● **Directive**: Without including any images, repeat the data exactly.

Position identification records
· · ·

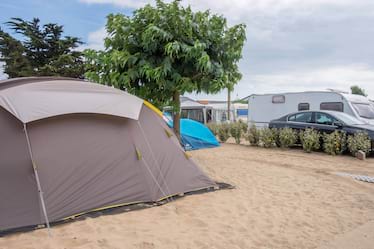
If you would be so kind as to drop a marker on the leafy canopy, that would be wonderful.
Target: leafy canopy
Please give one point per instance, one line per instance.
(41, 52)
(166, 50)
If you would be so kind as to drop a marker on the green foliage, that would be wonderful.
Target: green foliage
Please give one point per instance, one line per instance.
(358, 90)
(236, 130)
(223, 132)
(310, 139)
(253, 136)
(335, 143)
(287, 137)
(359, 141)
(42, 51)
(167, 50)
(213, 127)
(268, 137)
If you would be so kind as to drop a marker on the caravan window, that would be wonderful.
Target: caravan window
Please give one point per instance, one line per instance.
(303, 107)
(279, 99)
(195, 114)
(364, 110)
(332, 106)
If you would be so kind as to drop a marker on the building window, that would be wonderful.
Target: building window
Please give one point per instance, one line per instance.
(303, 107)
(332, 106)
(279, 99)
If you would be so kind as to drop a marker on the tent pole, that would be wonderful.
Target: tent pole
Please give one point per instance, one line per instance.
(37, 181)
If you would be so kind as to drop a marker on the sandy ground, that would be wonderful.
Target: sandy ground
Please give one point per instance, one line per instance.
(283, 199)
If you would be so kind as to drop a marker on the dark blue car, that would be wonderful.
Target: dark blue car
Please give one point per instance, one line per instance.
(325, 122)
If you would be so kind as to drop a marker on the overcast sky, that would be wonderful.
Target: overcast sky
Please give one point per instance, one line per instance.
(292, 45)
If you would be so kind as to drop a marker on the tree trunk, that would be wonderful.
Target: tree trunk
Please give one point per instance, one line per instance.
(228, 104)
(176, 116)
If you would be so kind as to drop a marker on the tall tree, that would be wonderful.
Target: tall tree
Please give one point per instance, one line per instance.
(164, 51)
(41, 52)
(358, 90)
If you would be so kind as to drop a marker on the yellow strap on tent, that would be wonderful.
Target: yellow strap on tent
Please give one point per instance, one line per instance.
(153, 108)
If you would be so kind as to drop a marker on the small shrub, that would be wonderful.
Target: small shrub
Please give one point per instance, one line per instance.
(213, 127)
(310, 139)
(223, 132)
(287, 137)
(236, 131)
(359, 141)
(335, 143)
(268, 137)
(253, 136)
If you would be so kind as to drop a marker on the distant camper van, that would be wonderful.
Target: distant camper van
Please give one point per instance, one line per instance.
(267, 107)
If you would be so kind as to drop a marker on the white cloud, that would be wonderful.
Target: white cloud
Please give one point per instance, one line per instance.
(296, 45)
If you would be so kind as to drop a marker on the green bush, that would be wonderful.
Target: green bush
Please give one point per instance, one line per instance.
(213, 127)
(236, 130)
(268, 137)
(287, 137)
(223, 132)
(359, 141)
(335, 143)
(310, 139)
(253, 136)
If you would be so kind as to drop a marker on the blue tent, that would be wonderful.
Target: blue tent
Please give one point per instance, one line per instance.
(194, 135)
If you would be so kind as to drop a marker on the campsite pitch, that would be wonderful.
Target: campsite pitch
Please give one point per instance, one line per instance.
(282, 199)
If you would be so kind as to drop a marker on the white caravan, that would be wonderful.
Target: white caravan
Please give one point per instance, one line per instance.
(266, 107)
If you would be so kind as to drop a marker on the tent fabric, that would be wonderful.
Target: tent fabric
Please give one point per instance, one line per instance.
(49, 97)
(87, 161)
(194, 135)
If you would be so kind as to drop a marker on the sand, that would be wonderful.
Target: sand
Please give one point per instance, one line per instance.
(283, 199)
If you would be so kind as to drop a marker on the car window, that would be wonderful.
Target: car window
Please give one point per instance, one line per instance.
(325, 119)
(305, 117)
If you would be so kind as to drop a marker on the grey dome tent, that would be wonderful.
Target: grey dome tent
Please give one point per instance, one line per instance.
(69, 147)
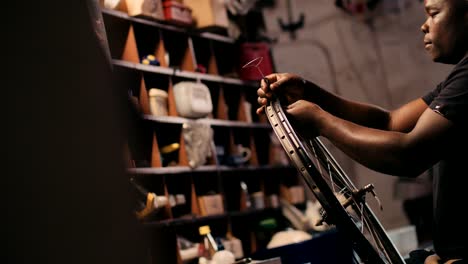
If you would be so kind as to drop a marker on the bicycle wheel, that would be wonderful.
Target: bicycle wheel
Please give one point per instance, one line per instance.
(343, 205)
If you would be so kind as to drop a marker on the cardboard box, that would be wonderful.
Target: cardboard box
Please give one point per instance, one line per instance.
(177, 13)
(208, 13)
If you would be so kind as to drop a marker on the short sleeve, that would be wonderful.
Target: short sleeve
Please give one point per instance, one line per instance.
(450, 98)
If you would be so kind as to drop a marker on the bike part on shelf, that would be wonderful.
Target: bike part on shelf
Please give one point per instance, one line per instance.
(343, 205)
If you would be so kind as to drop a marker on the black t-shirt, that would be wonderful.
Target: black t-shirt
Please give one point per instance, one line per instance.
(450, 99)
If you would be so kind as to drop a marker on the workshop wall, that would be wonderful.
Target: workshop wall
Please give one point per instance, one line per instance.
(382, 62)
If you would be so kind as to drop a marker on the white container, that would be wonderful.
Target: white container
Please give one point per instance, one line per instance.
(158, 102)
(193, 99)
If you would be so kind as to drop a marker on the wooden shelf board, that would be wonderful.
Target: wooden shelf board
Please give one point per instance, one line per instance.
(212, 122)
(185, 74)
(205, 168)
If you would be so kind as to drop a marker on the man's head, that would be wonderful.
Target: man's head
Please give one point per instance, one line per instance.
(446, 30)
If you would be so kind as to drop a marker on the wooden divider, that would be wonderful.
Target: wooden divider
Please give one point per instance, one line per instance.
(155, 154)
(144, 98)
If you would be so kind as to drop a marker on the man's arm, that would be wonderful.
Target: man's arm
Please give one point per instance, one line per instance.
(402, 119)
(392, 152)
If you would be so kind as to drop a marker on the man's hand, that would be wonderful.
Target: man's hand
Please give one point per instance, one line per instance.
(286, 86)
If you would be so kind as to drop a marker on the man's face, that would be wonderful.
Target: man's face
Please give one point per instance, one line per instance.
(445, 30)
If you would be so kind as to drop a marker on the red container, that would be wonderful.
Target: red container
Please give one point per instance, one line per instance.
(177, 13)
(250, 51)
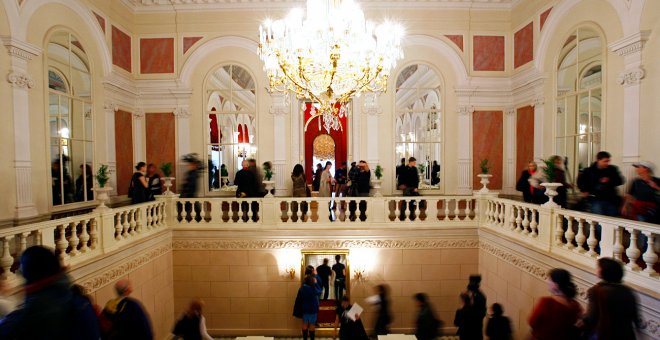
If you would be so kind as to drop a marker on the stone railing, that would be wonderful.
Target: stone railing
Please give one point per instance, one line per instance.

· · ·

● **Final result**:
If you would be so kind as to drop a marker on the leafy canopy, that would be wonderful.
Target: leafy canopy
Please give one point per instance, one line per instance.
(41, 52)
(166, 50)
If you would be so kind as to drop a marker on the green foliage, that would be wonderful.
Target: green foliage
Please give one point per instance, one line per instance.
(358, 90)
(236, 130)
(223, 132)
(310, 139)
(253, 136)
(335, 143)
(287, 137)
(359, 141)
(42, 51)
(167, 50)
(213, 127)
(268, 137)
If you would be so kind as to drop a marker on the caravan window, that would be wonderful.
Target: caravan window
Please give one point per instance, one line per instance.
(303, 107)
(279, 99)
(195, 114)
(364, 110)
(332, 106)
If you would be so kind as to drop a marker on the building window, that would be wonderful.
Target: building window
Please give one point per instance, one line per instance.
(303, 107)
(332, 106)
(279, 99)
If you would be so kind as to drop a marker on the tent pole, that would be wonderful.
Target: tent pole
Please give one point per instance, one line per instance.
(37, 181)
If you would be so kind as to drop a marker on the sandy ground, that would be wonderful.
Target: sandy ground
Please give one point per instance, one line per instance.
(283, 199)
If you would be so kind as to drop a marker on the dark blue car, that would be wonderful.
Target: dark blue car
Please give one point per instance, one line per instance.
(325, 122)
If you would be so kind as to drop a marker on the overcast sky, that would be wonderful.
Target: overcast sky
Please give one point per instance, one line per instance.
(292, 45)
If you would be so kind as to drop a marker on the tree trunk, that would be wonderful.
Target: tree trunk
Please give one point per instance, one line per instance.
(228, 104)
(176, 116)
If you would be so kind as to drop a marker on the tall tree, that would be wonderful.
Target: tall tree
Please give one point per instance, one line per instance.
(164, 51)
(41, 52)
(358, 90)
If you would be so kind as to drop a marker on the yellow strap on tent, that would be wonderful.
Target: yellow strap on tent
Please give one point per instance, one line per instance.
(153, 108)
If you would be so kind as to drop a marker on the small shrub, that would be wonderful.
Target: small shrub
Please give one point per instance, one line per instance.
(213, 127)
(310, 139)
(223, 132)
(287, 137)
(236, 131)
(359, 141)
(335, 143)
(268, 137)
(253, 136)
If you would be so kind as to drop a marker on the distant camper van, that would be wonderful.
Target: distant camper van
Please give one point per instance, one line per instance.
(267, 107)
If you would be so kind as to drop a marker on the white cloud, that would be wonderful.
Target: white cloud
Please give one point per instance, one line per instance.
(296, 45)
If you would be so kind as to drop a marker on the green bush, that would be wonderful.
Target: green bush
Please give one point per instance, one line per instance.
(213, 127)
(236, 130)
(268, 137)
(287, 137)
(223, 132)
(359, 141)
(335, 143)
(310, 139)
(253, 136)
If you would be so kind as to drop a marker on the blue tent, that would be wonderful.
Target: blue tent
Please give one point per instance, one line per instance.
(194, 135)
If you would be so kind as to drop a marker on the campsite pitch, that would be wonderful.
Target: campsite pitch
Please give one point per instance, one line per instance.
(282, 199)
If you would be so kind as to drop a marker on the white caravan, that would be wonderful.
Target: white caravan
Please give one point per instance, one line per instance.
(266, 107)
If you would be so kind as to drop a marker on the tent fabric, that would be wonderful.
Target: tent fabric
Please give one point per instance, one line per instance.
(49, 97)
(87, 161)
(194, 135)
If you would be so kind as to drop a marker on the sand, that would be wonderful.
Target: sand
Please give one point per instance, one line per instance.
(283, 199)
If you would be so kind as to drop a marker on the car window, that would be wonderful.
Target: car window
Please give one point per instance, one line per instance.
(325, 119)
(305, 117)
If you would be so kind as to drop a marker on the grey dome tent, that would be wonderful.
Target: grey dome tent
Please give one point per instance, one line per instance.
(69, 147)
If you would be so kind as to drop a marker on the bicycle wheel, that would be wonderful.
Target: bicycle wheel
Please give one point per instance, one line per instance.
(343, 205)
If you would be so kind as to drop a marker on the cardboard box, that would be wonderful.
Target: cardboard box
Please give one point per instance, one line per instance.
(177, 13)
(208, 13)
If you would be so kind as to drop a marker on the short sleeve, that would be wonderful.
Target: short sleeve
Please give one point per instance, one line per instance.
(450, 98)
If you would be so kind as to drop a marker on the bike part on shelf, that would be wonderful.
Target: bike part on shelf
Please give one point per instance, one line per instance.
(343, 205)
If you would be so kind as to drop a marker on the black t-shirt, that would be wonderful.
Target: black t-shirt
Please give one point per instance, one line per instance.
(450, 99)
If you would be so kind as to drop a marker on the workshop wall, that would be wonderful.
Target: workshop wall
Please give one point per instance, one line per instance.
(382, 62)
If you would be so kind as to drop a marker on the white container, that would be wonderful.
Target: white container
Please give one point per instance, one line per instance.
(158, 102)
(193, 99)
If you would be so kind as to drop a marker on the wooden shelf board, that would be wonderful.
Target: wooden shelf board
Please give one point per instance, one line per instance.
(212, 122)
(185, 74)
(205, 168)
If you would be so kind as to drop a marker on the man's head, that would be wonderful.
Target: man's head
Please give one point per instance, one line per instance.
(446, 30)
If you would be so kind as to drop a marker on the wooden divider, that would be wonderful.
Target: wooden divider
Please give one point per instance, one line per instance.
(155, 154)
(144, 98)
If you would be so kind as to drop a marker on the man's arm, that would be wonderful.
Target: man's arm
Please give one point per instance, one line per instance.
(402, 119)
(392, 152)
If you would be so kind as to drop a marker on the man's hand, that would be wonderful.
Target: man's hand
Please give one point per instance, one line per instance.
(286, 86)
If you would be so kind as to drop a marker on the man's face, that would be wonderful.
Target: man's face
Please give one point per instance, one line per instance.
(445, 30)
If you would be so kind as to drop a marker on the red container, that would be wonderful.
Target: red container
Please give one point per instance, one line per instance.
(177, 13)
(250, 51)
If you would be so kind as to drop a marker on the stone railing, that would be wonderful.
Target: stone railing
Please give one point per instance, one line per instance.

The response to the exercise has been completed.